==== 입력 기록
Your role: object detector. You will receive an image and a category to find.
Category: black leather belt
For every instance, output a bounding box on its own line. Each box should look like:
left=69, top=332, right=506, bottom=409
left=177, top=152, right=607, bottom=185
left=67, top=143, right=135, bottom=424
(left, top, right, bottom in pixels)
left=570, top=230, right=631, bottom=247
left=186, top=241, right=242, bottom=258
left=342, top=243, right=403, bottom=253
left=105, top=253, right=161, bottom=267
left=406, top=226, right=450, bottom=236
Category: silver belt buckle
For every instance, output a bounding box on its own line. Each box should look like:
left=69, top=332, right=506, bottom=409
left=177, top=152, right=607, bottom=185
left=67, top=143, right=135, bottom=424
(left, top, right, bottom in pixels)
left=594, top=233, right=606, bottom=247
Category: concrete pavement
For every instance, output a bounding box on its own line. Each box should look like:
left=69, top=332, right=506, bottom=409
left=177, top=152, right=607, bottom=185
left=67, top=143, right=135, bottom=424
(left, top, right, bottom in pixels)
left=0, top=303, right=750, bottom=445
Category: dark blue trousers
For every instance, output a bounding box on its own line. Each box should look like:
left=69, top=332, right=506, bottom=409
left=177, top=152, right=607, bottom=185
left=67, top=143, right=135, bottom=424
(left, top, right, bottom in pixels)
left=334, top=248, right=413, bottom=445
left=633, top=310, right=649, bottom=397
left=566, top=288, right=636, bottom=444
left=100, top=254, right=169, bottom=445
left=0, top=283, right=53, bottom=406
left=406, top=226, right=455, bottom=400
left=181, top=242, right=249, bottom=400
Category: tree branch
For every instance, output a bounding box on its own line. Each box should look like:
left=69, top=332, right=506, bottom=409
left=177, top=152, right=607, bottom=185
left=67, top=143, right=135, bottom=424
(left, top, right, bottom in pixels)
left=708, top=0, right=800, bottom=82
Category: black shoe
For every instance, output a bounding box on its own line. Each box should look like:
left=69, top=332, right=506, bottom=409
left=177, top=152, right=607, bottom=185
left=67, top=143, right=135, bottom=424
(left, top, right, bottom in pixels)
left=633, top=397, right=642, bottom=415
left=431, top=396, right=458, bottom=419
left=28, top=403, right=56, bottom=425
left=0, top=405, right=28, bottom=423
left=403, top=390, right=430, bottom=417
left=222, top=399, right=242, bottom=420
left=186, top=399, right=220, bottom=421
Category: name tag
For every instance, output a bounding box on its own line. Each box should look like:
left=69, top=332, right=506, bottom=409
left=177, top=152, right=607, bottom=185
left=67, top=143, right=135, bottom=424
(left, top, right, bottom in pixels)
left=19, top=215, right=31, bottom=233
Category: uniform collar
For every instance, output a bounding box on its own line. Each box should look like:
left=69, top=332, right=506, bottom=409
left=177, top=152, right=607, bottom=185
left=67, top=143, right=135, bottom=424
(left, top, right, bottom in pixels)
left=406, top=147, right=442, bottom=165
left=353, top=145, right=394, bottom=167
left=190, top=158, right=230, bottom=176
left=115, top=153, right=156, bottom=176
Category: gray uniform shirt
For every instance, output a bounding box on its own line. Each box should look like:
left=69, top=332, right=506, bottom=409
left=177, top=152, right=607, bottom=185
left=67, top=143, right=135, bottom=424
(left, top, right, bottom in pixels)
========
* **과제 내용**: 위 기록에서 "Category: dark blue trousers"이 있는 줄부터 "left=19, top=215, right=31, bottom=233"가 있는 줄까지, 양 끝 줄을 포함해 한 글자도 바꾸지 말고 옮겨 적으세요.

* **과제 결과**:
Category: dark blue trousers
For every instance, output a bounding box on its own line. Each box should look like:
left=69, top=332, right=506, bottom=409
left=177, top=152, right=607, bottom=185
left=67, top=143, right=135, bottom=424
(left, top, right, bottom in pixels)
left=334, top=248, right=413, bottom=445
left=633, top=310, right=649, bottom=397
left=566, top=288, right=636, bottom=444
left=100, top=254, right=169, bottom=445
left=0, top=283, right=53, bottom=406
left=406, top=226, right=455, bottom=400
left=181, top=242, right=249, bottom=400
Category: tree branch
For every instance, output a bounding box on its own line. Each box should look like:
left=69, top=332, right=506, bottom=409
left=177, top=152, right=607, bottom=185
left=67, top=143, right=135, bottom=424
(left, top, right, bottom in pixels)
left=708, top=0, right=800, bottom=82
Category: black shoe
For every instance, output a bounding box on its own line. Each box should look like:
left=69, top=332, right=506, bottom=409
left=177, top=152, right=607, bottom=185
left=67, top=143, right=135, bottom=424
(left, top, right, bottom in pixels)
left=633, top=397, right=642, bottom=415
left=431, top=396, right=458, bottom=419
left=28, top=403, right=56, bottom=425
left=0, top=405, right=28, bottom=423
left=403, top=390, right=430, bottom=417
left=222, top=399, right=242, bottom=420
left=186, top=399, right=220, bottom=421
Category: name tag
For every instance, output a bounding box on its own line. Each box should look like:
left=69, top=332, right=506, bottom=409
left=177, top=152, right=607, bottom=185
left=67, top=143, right=135, bottom=424
(left, top, right, bottom in pixels)
left=19, top=215, right=31, bottom=233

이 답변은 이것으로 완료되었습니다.